• [Work to complete]
Write out the entries again exactly as they are given.

(Rows from a pointing dataset)
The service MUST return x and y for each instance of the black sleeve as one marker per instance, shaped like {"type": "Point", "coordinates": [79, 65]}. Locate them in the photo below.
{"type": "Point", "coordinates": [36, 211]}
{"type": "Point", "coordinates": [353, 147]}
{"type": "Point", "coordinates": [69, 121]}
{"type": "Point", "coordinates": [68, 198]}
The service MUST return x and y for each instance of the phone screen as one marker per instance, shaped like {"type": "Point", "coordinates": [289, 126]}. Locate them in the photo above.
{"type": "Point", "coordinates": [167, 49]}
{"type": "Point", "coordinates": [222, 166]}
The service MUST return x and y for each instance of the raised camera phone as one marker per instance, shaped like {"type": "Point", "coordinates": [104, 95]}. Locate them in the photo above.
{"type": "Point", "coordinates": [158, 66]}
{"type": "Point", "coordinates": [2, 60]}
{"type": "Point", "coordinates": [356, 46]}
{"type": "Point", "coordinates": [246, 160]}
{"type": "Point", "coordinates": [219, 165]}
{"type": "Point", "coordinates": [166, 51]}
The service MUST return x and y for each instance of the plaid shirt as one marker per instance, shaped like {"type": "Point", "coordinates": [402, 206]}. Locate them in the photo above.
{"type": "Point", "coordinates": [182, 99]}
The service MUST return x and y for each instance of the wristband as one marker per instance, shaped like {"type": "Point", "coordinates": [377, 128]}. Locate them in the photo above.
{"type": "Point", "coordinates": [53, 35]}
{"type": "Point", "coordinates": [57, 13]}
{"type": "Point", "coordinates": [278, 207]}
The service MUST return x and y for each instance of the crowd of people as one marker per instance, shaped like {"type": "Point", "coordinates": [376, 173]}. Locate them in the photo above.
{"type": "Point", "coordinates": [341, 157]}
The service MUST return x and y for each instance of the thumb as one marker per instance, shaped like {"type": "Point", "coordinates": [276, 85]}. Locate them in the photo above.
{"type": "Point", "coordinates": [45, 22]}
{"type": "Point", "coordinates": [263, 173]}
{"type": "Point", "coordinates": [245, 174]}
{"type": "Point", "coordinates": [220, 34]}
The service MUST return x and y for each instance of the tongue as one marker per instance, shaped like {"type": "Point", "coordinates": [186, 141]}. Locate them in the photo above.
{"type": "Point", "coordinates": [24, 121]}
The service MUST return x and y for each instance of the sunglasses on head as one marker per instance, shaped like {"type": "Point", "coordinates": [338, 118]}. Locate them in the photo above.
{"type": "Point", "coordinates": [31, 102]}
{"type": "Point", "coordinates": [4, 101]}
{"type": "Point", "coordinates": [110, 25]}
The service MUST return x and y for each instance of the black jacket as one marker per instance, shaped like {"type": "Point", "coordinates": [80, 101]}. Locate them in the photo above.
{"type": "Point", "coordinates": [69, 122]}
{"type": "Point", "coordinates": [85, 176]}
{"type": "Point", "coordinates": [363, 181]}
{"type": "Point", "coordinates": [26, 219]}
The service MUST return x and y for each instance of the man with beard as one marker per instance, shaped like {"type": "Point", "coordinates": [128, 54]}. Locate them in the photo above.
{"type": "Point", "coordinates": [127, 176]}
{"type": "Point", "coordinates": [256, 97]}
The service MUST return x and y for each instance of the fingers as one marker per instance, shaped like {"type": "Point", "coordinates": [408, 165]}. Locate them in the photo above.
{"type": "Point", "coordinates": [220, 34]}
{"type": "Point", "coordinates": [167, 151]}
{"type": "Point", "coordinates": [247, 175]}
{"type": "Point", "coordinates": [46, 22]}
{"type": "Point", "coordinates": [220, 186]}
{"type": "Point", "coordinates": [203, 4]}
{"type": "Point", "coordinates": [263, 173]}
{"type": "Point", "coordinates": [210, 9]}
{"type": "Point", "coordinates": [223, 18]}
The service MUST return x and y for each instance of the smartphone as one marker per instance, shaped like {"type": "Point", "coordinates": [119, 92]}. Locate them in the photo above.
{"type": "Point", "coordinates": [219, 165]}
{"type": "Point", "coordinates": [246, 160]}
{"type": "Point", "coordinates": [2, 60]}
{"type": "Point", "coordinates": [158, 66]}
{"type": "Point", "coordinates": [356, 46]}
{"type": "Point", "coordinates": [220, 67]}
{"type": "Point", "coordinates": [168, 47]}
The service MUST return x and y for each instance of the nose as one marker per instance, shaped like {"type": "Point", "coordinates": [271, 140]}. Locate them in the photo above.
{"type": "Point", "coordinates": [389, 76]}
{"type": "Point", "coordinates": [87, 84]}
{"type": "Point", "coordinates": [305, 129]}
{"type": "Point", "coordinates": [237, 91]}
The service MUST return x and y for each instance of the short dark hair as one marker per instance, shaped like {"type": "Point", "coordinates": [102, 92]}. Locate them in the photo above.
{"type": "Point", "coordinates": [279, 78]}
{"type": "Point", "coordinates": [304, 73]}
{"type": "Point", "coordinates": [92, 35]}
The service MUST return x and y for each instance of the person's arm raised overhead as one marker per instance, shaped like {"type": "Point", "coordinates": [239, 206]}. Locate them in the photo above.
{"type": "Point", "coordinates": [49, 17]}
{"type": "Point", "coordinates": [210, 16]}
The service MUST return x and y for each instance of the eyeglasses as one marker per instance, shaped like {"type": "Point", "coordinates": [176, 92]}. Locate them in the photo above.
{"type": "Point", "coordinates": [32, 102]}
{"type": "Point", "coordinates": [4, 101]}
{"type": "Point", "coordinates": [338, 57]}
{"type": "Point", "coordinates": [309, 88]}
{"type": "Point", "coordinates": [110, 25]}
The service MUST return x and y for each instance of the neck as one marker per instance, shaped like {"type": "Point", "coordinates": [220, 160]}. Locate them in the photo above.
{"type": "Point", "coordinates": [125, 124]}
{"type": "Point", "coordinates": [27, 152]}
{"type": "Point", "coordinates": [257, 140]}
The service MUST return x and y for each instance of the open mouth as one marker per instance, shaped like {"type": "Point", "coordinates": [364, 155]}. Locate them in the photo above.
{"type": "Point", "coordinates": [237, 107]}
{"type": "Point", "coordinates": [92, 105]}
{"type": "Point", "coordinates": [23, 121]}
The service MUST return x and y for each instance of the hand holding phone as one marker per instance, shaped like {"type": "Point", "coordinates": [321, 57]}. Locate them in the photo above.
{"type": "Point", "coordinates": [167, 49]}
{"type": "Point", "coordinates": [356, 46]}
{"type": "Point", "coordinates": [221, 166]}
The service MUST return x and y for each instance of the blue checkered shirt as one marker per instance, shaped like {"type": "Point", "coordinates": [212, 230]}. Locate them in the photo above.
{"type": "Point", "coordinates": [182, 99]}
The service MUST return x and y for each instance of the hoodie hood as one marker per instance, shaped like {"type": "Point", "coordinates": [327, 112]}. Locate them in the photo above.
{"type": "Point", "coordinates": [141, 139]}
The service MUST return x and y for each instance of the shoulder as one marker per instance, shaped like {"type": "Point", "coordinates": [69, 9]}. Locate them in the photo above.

• [Solution]
The service MUST return x and y for each instance of the black sleeve as one marker per instance, shaped like {"type": "Point", "coordinates": [79, 65]}. Locate them in the photo below.
{"type": "Point", "coordinates": [36, 211]}
{"type": "Point", "coordinates": [353, 147]}
{"type": "Point", "coordinates": [69, 121]}
{"type": "Point", "coordinates": [68, 198]}
The service MUST return x and y for each instance of the phone screen as one marker per instance, shaped like {"type": "Point", "coordinates": [289, 126]}. Locate them in the photo above.
{"type": "Point", "coordinates": [167, 49]}
{"type": "Point", "coordinates": [222, 166]}
The service MUST return x and y for each instance of the raised camera phone as one marker per instance, shaped like {"type": "Point", "coordinates": [104, 95]}. Locate them in the photo above.
{"type": "Point", "coordinates": [158, 66]}
{"type": "Point", "coordinates": [2, 60]}
{"type": "Point", "coordinates": [356, 46]}
{"type": "Point", "coordinates": [246, 160]}
{"type": "Point", "coordinates": [219, 165]}
{"type": "Point", "coordinates": [166, 51]}
The service MUST return x and y for each instance of the plaid shirt as one marker per instance, shaped like {"type": "Point", "coordinates": [402, 206]}. Locate them in the photo above.
{"type": "Point", "coordinates": [182, 99]}
The service MUST return x and y for each instance of the wristband as one marker per instance, shaped like {"type": "Point", "coordinates": [377, 128]}. Locate them in the photo above.
{"type": "Point", "coordinates": [53, 35]}
{"type": "Point", "coordinates": [57, 13]}
{"type": "Point", "coordinates": [278, 207]}
The service MUST return x and y for each instance of the crowd of people as one marker per instance, shaped like {"type": "Point", "coordinates": [376, 173]}. Locate them in the photo above.
{"type": "Point", "coordinates": [341, 157]}
The service MUST return x and y for each instance of the thumb as one marker per instance, shaped like {"type": "Point", "coordinates": [276, 85]}. Locate them in the photo above.
{"type": "Point", "coordinates": [45, 22]}
{"type": "Point", "coordinates": [263, 173]}
{"type": "Point", "coordinates": [245, 174]}
{"type": "Point", "coordinates": [220, 34]}
The service MUST return x and y for each instance of the tongue as one marker per instance, shaped like {"type": "Point", "coordinates": [186, 141]}. Locate them in the photo above.
{"type": "Point", "coordinates": [24, 121]}
The service MUST return x and y for each instance of the sunglasses on head as one marker per instance, shaped like {"type": "Point", "coordinates": [338, 118]}. Locate them in the photo above.
{"type": "Point", "coordinates": [31, 102]}
{"type": "Point", "coordinates": [4, 101]}
{"type": "Point", "coordinates": [110, 25]}
The service MUST return x and y for each instance of the black jacket as one marker per instance, shaped like {"type": "Point", "coordinates": [80, 101]}. Locate them in the photo above.
{"type": "Point", "coordinates": [69, 122]}
{"type": "Point", "coordinates": [85, 176]}
{"type": "Point", "coordinates": [363, 181]}
{"type": "Point", "coordinates": [26, 219]}
The service MUST return x and y for each instance of the man with beard as one marker per instance, shaped like {"type": "Point", "coordinates": [128, 54]}. Locate them in the photo above.
{"type": "Point", "coordinates": [127, 176]}
{"type": "Point", "coordinates": [256, 97]}
The service MUST return x and y for each instance of the fingers as one marker per instance, shaped like {"type": "Point", "coordinates": [408, 165]}. Locate them in the photo above.
{"type": "Point", "coordinates": [220, 34]}
{"type": "Point", "coordinates": [167, 151]}
{"type": "Point", "coordinates": [247, 175]}
{"type": "Point", "coordinates": [46, 22]}
{"type": "Point", "coordinates": [220, 186]}
{"type": "Point", "coordinates": [203, 4]}
{"type": "Point", "coordinates": [263, 173]}
{"type": "Point", "coordinates": [210, 9]}
{"type": "Point", "coordinates": [223, 18]}
The service MUST return x and y for each instance of the smartphone as one marker per instance, shaped like {"type": "Point", "coordinates": [119, 92]}. Locate them in the photo above.
{"type": "Point", "coordinates": [219, 165]}
{"type": "Point", "coordinates": [246, 160]}
{"type": "Point", "coordinates": [2, 60]}
{"type": "Point", "coordinates": [158, 66]}
{"type": "Point", "coordinates": [356, 46]}
{"type": "Point", "coordinates": [220, 67]}
{"type": "Point", "coordinates": [168, 47]}
The service MUST return x and y for each instance of the nose as one marker per instance, shaped like {"type": "Point", "coordinates": [271, 140]}. Locate them in the photo above.
{"type": "Point", "coordinates": [389, 76]}
{"type": "Point", "coordinates": [87, 84]}
{"type": "Point", "coordinates": [305, 129]}
{"type": "Point", "coordinates": [237, 91]}
The service MUST return x and y for each instance of the short dark hair as one marker per instance, shaped like {"type": "Point", "coordinates": [102, 92]}. Locate them in the photo above.
{"type": "Point", "coordinates": [279, 78]}
{"type": "Point", "coordinates": [304, 73]}
{"type": "Point", "coordinates": [92, 35]}
The service MUST return x and y for each instance of the person's arm raised overhead as one marker per instance, shaped like {"type": "Point", "coordinates": [239, 206]}. Locate them in the photo above.
{"type": "Point", "coordinates": [49, 17]}
{"type": "Point", "coordinates": [210, 16]}
The service MUST return x and y for each instance of the eyeglasses as one marker per instance, shaped like {"type": "Point", "coordinates": [176, 92]}. Locate them in the photo above.
{"type": "Point", "coordinates": [32, 102]}
{"type": "Point", "coordinates": [4, 101]}
{"type": "Point", "coordinates": [338, 57]}
{"type": "Point", "coordinates": [309, 88]}
{"type": "Point", "coordinates": [110, 25]}
The service MUST return x and y for each instance of the neck as one marker per instance, shaped like {"type": "Point", "coordinates": [220, 160]}. Locate them in the photo above.
{"type": "Point", "coordinates": [125, 124]}
{"type": "Point", "coordinates": [27, 152]}
{"type": "Point", "coordinates": [257, 140]}
The service MUST return x and y for each instance of the open mouth as one marker per instance, shaped like {"type": "Point", "coordinates": [364, 155]}. Locate them in the photo above.
{"type": "Point", "coordinates": [237, 107]}
{"type": "Point", "coordinates": [92, 105]}
{"type": "Point", "coordinates": [23, 121]}
The service MUST return x and y for each instance of the hand holding phone as one marker per instance, shaped like {"type": "Point", "coordinates": [321, 57]}. Locate them in the photo above.
{"type": "Point", "coordinates": [167, 49]}
{"type": "Point", "coordinates": [356, 46]}
{"type": "Point", "coordinates": [221, 166]}
The service MUST return x and y for each instance of the blue checkered shirt as one marker per instance, shaped like {"type": "Point", "coordinates": [212, 230]}. Locate them in the photo above.
{"type": "Point", "coordinates": [182, 99]}
The service MUST return x and y for each instance of the hoodie hood as one marker per instance, shaped like {"type": "Point", "coordinates": [327, 112]}. Locate them in the photo above.
{"type": "Point", "coordinates": [141, 139]}
The service MUST return x and y for each instance of the shoulder as one marker per instance, shaped like {"type": "Point", "coordinates": [69, 9]}. Locate them in the photo above.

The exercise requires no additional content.